**Exercise objective**
An unchanged copy of all the lines below is expected, and it should contain no pictures.

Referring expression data
^^^^^^^^

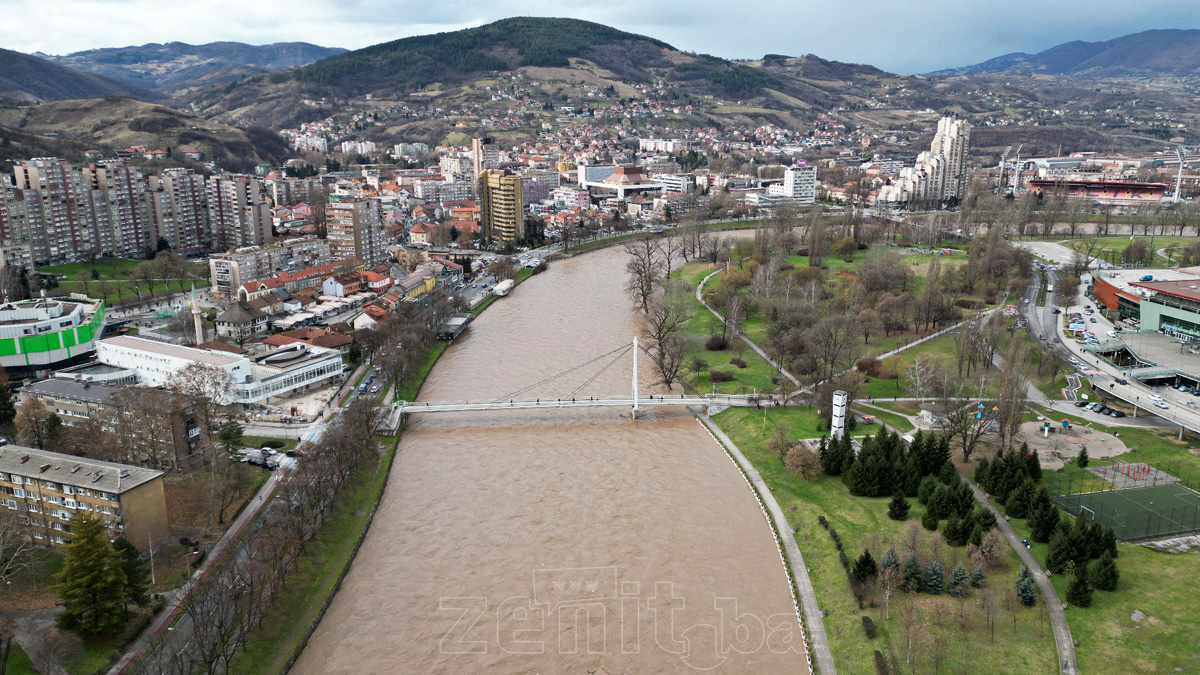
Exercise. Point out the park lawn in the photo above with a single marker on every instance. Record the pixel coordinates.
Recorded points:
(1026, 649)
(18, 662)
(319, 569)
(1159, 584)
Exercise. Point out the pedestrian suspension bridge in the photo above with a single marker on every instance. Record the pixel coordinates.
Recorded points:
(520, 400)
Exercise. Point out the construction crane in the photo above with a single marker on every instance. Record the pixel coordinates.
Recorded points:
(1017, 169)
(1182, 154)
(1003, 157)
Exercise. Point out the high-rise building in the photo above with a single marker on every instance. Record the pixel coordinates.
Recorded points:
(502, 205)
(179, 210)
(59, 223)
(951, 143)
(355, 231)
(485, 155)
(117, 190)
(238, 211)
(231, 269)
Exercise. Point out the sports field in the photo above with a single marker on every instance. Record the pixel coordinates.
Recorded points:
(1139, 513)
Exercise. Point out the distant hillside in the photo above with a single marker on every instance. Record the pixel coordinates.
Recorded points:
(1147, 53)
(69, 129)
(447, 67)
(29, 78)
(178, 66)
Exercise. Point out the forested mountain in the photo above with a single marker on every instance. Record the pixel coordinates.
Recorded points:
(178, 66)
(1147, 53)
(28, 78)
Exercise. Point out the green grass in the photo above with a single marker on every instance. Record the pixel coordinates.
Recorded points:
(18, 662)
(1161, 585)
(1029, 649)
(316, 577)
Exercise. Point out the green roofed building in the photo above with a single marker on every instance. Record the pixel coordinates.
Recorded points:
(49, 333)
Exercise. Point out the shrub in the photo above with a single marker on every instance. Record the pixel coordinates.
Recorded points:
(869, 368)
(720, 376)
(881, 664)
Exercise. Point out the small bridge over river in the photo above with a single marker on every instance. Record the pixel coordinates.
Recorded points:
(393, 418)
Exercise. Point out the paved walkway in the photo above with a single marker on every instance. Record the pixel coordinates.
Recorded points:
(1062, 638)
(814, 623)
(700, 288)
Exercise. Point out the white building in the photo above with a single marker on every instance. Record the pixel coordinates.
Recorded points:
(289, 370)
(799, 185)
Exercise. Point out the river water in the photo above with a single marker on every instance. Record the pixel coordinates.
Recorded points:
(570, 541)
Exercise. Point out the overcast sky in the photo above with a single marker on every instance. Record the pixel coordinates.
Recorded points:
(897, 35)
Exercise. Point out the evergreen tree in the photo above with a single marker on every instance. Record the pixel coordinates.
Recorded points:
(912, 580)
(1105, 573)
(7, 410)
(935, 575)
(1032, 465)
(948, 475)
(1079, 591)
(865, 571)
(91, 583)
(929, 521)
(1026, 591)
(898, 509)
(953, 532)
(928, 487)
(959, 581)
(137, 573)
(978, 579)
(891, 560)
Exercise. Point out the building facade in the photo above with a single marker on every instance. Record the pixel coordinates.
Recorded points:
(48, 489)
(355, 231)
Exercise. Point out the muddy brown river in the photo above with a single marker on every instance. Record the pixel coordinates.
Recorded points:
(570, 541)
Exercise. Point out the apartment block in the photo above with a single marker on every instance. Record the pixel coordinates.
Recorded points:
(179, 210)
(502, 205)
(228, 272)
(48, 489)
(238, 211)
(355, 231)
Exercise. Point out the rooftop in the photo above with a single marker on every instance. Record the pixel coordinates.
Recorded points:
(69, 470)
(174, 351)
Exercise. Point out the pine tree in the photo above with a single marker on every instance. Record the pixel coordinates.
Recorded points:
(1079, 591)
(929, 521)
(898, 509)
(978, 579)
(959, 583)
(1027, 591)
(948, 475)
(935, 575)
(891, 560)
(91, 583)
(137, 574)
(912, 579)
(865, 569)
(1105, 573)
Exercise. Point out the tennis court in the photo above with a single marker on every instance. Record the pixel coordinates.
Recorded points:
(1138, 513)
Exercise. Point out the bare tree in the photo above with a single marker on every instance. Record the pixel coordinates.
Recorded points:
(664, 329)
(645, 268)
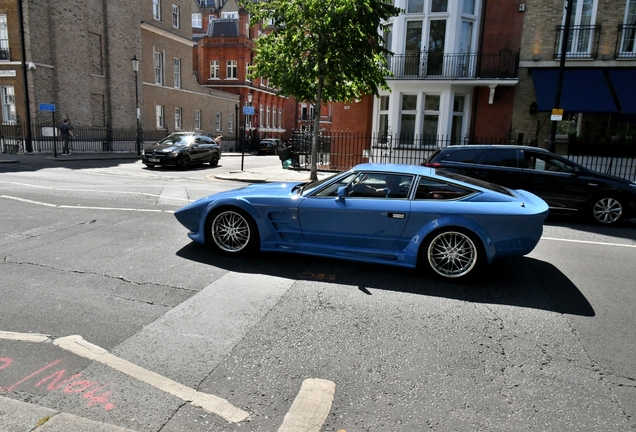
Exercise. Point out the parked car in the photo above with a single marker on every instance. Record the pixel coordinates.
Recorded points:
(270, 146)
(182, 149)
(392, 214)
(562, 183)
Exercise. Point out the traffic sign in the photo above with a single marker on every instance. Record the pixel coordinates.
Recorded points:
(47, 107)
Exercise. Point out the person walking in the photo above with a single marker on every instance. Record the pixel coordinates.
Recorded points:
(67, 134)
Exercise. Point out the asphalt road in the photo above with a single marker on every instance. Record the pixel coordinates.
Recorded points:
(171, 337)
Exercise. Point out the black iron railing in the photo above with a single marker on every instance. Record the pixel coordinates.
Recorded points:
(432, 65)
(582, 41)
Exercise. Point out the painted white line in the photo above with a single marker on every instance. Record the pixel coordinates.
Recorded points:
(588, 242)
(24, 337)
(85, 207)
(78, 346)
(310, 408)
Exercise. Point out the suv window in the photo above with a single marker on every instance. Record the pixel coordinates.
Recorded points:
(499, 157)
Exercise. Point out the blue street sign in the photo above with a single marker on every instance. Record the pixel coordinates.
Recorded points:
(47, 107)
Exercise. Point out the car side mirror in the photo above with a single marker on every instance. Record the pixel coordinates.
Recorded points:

^^^^^^^^

**Completed task**
Exercise. Point out the park lawn in the photo above with a single marker on every instance. Record the pixel coordinates.
Recorded points:
(1026, 649)
(18, 662)
(319, 569)
(1159, 584)
Exercise. Point out the pedestrian suspension bridge in the photo above with a single marker on every instance. Record the pixel coordinates.
Recorded points:
(520, 400)
Exercise. Point out the construction crane in the photo above with a single marker on every instance. Record the pixel coordinates.
Recorded points:
(1017, 169)
(1182, 154)
(1003, 157)
Exercise. Point out the high-rise building in the photo above with a single marker on every instance. Record the pixel coordinates.
Recorded points:
(502, 205)
(179, 210)
(59, 223)
(951, 143)
(355, 231)
(485, 155)
(117, 190)
(238, 211)
(231, 269)
Exercise. Point out the sports field in the photo above with a single marker on every instance. Record the pixel coordinates.
Recorded points:
(1139, 513)
Exercise. Point out the distant hillside in the photo above with a single marker on every instance. Record the pixel coordinates.
Recorded points:
(1147, 53)
(69, 129)
(447, 67)
(29, 78)
(178, 66)
Exercise. Point out the forested mountain in the photo above with a single marker on every instance. Record the pixel coordinates.
Recorded points:
(178, 66)
(1147, 53)
(28, 78)
Exercise. Point out the green grass in the photo above with a single marker on every instance. Record the pixel coordinates.
Recorded points:
(18, 662)
(1161, 585)
(1029, 649)
(316, 577)
Exercise. Point out the green roofed building in the photo above with a single marker on every instance. Record the pixel coordinates.
Recorded points:
(49, 333)
Exercise. Point out the shrub in the photo above with a single marker on every instance. Record the pixel coordinates.
Recorded points:
(869, 368)
(720, 376)
(881, 664)
Exercise. Point out the small bridge over river in the photo above with a single marker on every instance. Record the pixel coordinates.
Recorded points:
(393, 418)
Exercise. Point out the paved walkway in the photo above with a single marker on every instance. Record the pixel coordinates.
Recorded points:
(1062, 638)
(814, 623)
(700, 288)
Exercise. Point out the white building in the photo above with a single marker on every instance. Record the pixel coordinates.
Recorded points:
(289, 370)
(799, 185)
Exercise. Point out the river water in the photo above with a single marker on every instance. Record the pixel coordinates.
Recorded points:
(570, 541)
Exercise. Point out the overcast sky in the photo above with a single marker on every instance. Record the pixel coordinates.
Recorded points:
(897, 35)
Exercise. Point out the evergreen tree in the photo above with a single marker on every instance. Record the pixel coordinates.
Recorded points:
(912, 580)
(1105, 573)
(7, 410)
(935, 575)
(1032, 465)
(948, 475)
(1079, 591)
(865, 571)
(91, 583)
(929, 521)
(1026, 591)
(898, 509)
(953, 532)
(928, 487)
(959, 581)
(137, 573)
(978, 579)
(891, 560)
Exercise. Point out the building facade in the photo above with a single marker on every instance. Record the pixel coordinates.
Recorded points:
(48, 489)
(355, 231)
Exercise. Point out the muddy brown river in the photo above with a single marker on every instance. Record the pixel coordinates.
Recorded points:
(570, 541)
Exercise. Point out the apartment block in the photo above with a single marker on every instance. Record the pixel coordinates.
Recorded points:
(179, 210)
(502, 205)
(228, 272)
(48, 489)
(238, 211)
(355, 231)
Exercise. Point out the rooftop in the photo above with a single marker on every instance. Record the pixel coordinates.
Recorded points:
(69, 470)
(174, 351)
Exercise. Point out the pine tree in the photo above with a single marker on every instance. Record the pixel coordinates.
Recorded points:
(1079, 591)
(929, 521)
(898, 509)
(978, 579)
(959, 583)
(1027, 591)
(948, 475)
(935, 575)
(891, 560)
(91, 583)
(137, 574)
(912, 579)
(865, 569)
(1105, 573)
Exercise. Point out the tennis court in the photo above with a single marker on every instance. Record the pixel coordinates.
Recorded points:
(1138, 513)
Exercise. Point out the bare tree in the photo above with a single marker on every instance. Record the pixel coordinates.
Recorded points:
(664, 329)
(645, 268)
Exercise. Point out the parked car in the photo above with a single marker on every instance. Record the pixel coordinates.
Recorded points:
(270, 146)
(182, 149)
(392, 214)
(562, 183)
Exercise. Point out the traffic sign in the photo above with a single marker on every instance. Record the pixel coordinates.
Recorded points:
(47, 107)
Exercise. Point out the person walking in the photo above with a single marker on every instance. Record the pixel coordinates.
Recorded points:
(67, 134)
Exercise. Point out the asphalt road in the photo above with a single marker on every instance. Record the pixel coordinates.
Recorded points:
(171, 337)
Exercise. Point out the black iron railing in the photo above with a single marker on every instance. Record the pixel coordinates.
Recorded points:
(432, 65)
(582, 41)
Exercise. Point out the painted white line in the photo above with a single marker on every instance. Record the pixel coordinates.
Recorded points:
(588, 242)
(24, 337)
(85, 207)
(78, 346)
(310, 408)
Exercise. Point out the suv window in the photo above with a single marker on every instance. Record the pixel coordinates.
Recorded points:
(499, 157)
Exercise. Point out the blue street sign in the photo above with a single marker on every instance. Record the pixel coordinates.
Recorded points:
(47, 107)
Exercise. Point out the car side mirror in the photo above with a single marker on every instance. Record the pixel coordinates.
Recorded points:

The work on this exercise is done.